REQUESTS
A - In the devotional passage, by how much did a 401K diminish right before retirement?
B - Return, word for word, the part of the devotional passage from "This market has" up to and including "(I Timothy 1:17)".

QUOTED PASSAGE

I have many friends, and loved ones who are currently surrounded by impossible personal circumstances: The recent loss of a job; a prolonged period of finding a job; the threat of losing of a home that seems to grow more and more imminent by the second; the diminishment of a 401K over 60% right before retirement; bills that keep coming; and bills that come out of left field, and the list goes on. A realistic assessment of things would lead you to ask, “How can this thing NOT end in total catastrophe?” Well, we are going to make it. God has possibilities and solutions to each and every crisis that we can’t even imagine. He is the God who holds each teaspoon of water that makes up every single ocean on the earth in the hollow of his hand! (Isaiah 40:12) He is the God who, if every single world leader and every single nation were to unite forces and rail against him He would scoff and laugh. (Isaiah 40:15,23) He is the God who actually holds the dust of the earth in a basket, and has scales to weigh the mountains. (Isaiah 40:12) He is the God who never grows tired, never grows weary, and whose understanding no one can fathom. (Isaiah 40:28)
This market has everyone on edge. But you know what? This market does not belong to the bulls or the bears. This market belong to Jesus, the Conquering Lion of the Tribe of Judah! He is the Alpha and the Omega, the one who is, who was, and who is to come. (Revelation 1:8) He is the One who “carries on his shoulder the key to the house of David; what he opens no one can shut, and what he shuts no one can open.” (Isaiah 22:22) He is the King eternal, immortal, invisible, the only God and to him be honor and glory for ever and ever. (I Timothy 1:17)

INFORMATION PROVIDED
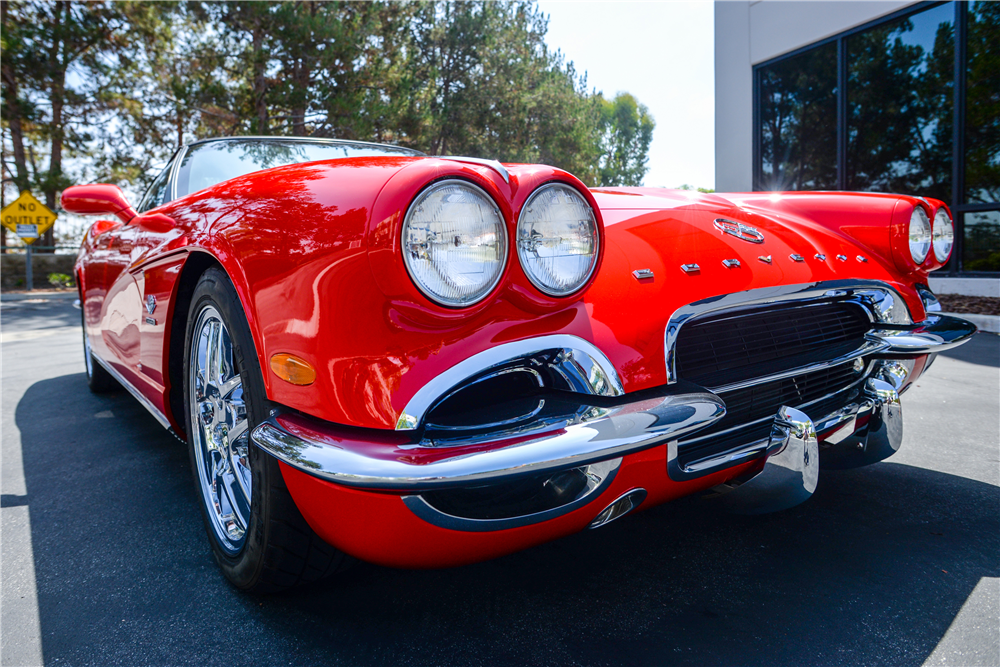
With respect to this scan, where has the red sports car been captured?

TASK SOLUTIONS
A - Over 60%.

B -
This market has everyone on edge. But you know what? This market does not belong to the bulls or the bears. This market belong to Jesus, the Conquering Lion of the Tribe of Judah! He is the Alpha and the Omega, the one who is, who was, and who is to come. (Revelation 1:8) He is the One who “carries on his shoulder the key to the house of David; what he opens no one can shut, and what he shuts no one can open.” (Isaiah 22:22) He is the King eternal, immortal, invisible, the only God and to him be honor and glory for ever and ever. (I Timothy 1:17)